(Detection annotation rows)

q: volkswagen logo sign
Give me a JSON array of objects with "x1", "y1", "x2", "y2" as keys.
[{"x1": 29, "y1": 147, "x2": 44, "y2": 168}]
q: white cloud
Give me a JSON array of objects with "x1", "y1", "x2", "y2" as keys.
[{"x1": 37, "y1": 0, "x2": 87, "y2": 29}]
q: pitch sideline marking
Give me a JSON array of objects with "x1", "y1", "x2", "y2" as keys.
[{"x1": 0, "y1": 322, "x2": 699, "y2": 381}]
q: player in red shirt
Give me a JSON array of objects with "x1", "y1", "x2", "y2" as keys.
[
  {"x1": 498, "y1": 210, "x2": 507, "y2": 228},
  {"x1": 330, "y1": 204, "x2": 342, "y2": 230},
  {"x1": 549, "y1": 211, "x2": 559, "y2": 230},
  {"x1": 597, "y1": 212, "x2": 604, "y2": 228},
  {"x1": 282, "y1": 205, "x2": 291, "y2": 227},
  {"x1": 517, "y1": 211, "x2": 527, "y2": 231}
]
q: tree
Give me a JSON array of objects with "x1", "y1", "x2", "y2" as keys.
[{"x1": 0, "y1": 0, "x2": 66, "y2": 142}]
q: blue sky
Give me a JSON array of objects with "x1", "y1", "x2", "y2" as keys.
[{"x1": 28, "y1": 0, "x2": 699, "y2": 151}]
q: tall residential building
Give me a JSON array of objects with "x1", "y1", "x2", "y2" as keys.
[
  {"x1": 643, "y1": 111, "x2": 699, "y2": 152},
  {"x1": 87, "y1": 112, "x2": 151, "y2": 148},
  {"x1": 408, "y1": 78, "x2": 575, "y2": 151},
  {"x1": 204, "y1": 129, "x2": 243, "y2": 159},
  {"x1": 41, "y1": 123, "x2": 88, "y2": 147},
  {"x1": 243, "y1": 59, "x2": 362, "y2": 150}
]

BRIEF -
Reproduce every row above verbatim, line for line.

COMPLETE OUTPUT -
q: volkswagen logo sign
Give me a JSON array of objects with "x1", "y1", "x2", "y2" as keys.
[{"x1": 29, "y1": 147, "x2": 44, "y2": 168}]
q: white cloud
Give me a JSON array of objects with "x1", "y1", "x2", "y2" as keys.
[{"x1": 37, "y1": 0, "x2": 87, "y2": 29}]
q: pitch sideline marking
Give me a JSON array of objects with "x1", "y1", "x2", "y2" as keys.
[{"x1": 0, "y1": 322, "x2": 699, "y2": 381}]
q: player in red shirt
Give me a JSON array of objects with "x1", "y1", "x2", "y2" as keys.
[
  {"x1": 498, "y1": 210, "x2": 507, "y2": 228},
  {"x1": 330, "y1": 204, "x2": 342, "y2": 230},
  {"x1": 549, "y1": 211, "x2": 559, "y2": 230},
  {"x1": 597, "y1": 212, "x2": 604, "y2": 228},
  {"x1": 282, "y1": 205, "x2": 291, "y2": 227},
  {"x1": 517, "y1": 211, "x2": 527, "y2": 231}
]
q: tree
Give me a JSON array of objects with "x1", "y1", "x2", "y2" as keys.
[{"x1": 0, "y1": 0, "x2": 66, "y2": 142}]
q: blue sky
Give me a JSON array of objects with "x1", "y1", "x2", "y2" as keys.
[{"x1": 28, "y1": 0, "x2": 699, "y2": 151}]
q: tall residential building
Give me a JSON array of objects with "x1", "y1", "x2", "y2" as keys.
[
  {"x1": 643, "y1": 111, "x2": 699, "y2": 152},
  {"x1": 87, "y1": 112, "x2": 151, "y2": 148},
  {"x1": 408, "y1": 78, "x2": 575, "y2": 151},
  {"x1": 204, "y1": 129, "x2": 243, "y2": 159},
  {"x1": 41, "y1": 123, "x2": 88, "y2": 147},
  {"x1": 243, "y1": 59, "x2": 362, "y2": 150}
]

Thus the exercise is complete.